* _TO BE DONE_
How many lines of the listing below contain the word "green"? Reply with the number alone.

* _Image annotation data_

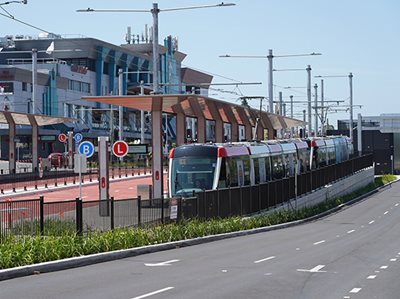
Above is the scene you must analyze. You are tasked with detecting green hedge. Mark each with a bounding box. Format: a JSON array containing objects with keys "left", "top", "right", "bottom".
[{"left": 0, "top": 175, "right": 395, "bottom": 269}]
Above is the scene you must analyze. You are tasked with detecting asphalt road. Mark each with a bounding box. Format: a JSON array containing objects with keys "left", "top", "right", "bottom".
[{"left": 0, "top": 183, "right": 400, "bottom": 299}]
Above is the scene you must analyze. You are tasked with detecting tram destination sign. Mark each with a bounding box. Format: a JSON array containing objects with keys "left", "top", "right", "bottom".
[{"left": 128, "top": 144, "right": 148, "bottom": 154}]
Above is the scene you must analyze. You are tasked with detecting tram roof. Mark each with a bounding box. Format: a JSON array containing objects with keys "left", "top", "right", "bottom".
[{"left": 82, "top": 94, "right": 304, "bottom": 130}]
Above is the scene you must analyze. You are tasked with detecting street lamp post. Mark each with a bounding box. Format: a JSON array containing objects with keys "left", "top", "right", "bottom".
[
  {"left": 314, "top": 84, "right": 318, "bottom": 137},
  {"left": 219, "top": 49, "right": 322, "bottom": 113},
  {"left": 315, "top": 73, "right": 354, "bottom": 141}
]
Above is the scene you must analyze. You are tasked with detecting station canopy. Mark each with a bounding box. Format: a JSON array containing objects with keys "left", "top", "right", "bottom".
[
  {"left": 82, "top": 94, "right": 305, "bottom": 130},
  {"left": 0, "top": 110, "right": 76, "bottom": 127}
]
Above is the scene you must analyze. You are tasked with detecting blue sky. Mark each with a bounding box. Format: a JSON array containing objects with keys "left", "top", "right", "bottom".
[{"left": 0, "top": 0, "right": 400, "bottom": 126}]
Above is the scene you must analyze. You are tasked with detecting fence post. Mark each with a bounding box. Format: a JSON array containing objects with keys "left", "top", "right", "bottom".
[
  {"left": 138, "top": 195, "right": 142, "bottom": 226},
  {"left": 110, "top": 196, "right": 114, "bottom": 230},
  {"left": 75, "top": 197, "right": 83, "bottom": 235},
  {"left": 39, "top": 195, "right": 44, "bottom": 236}
]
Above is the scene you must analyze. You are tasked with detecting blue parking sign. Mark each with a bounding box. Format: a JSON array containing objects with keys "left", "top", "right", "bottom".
[
  {"left": 74, "top": 133, "right": 83, "bottom": 143},
  {"left": 78, "top": 141, "right": 94, "bottom": 158}
]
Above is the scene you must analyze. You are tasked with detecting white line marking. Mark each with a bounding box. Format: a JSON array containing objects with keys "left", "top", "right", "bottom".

* _COMPLETE ANSWER_
1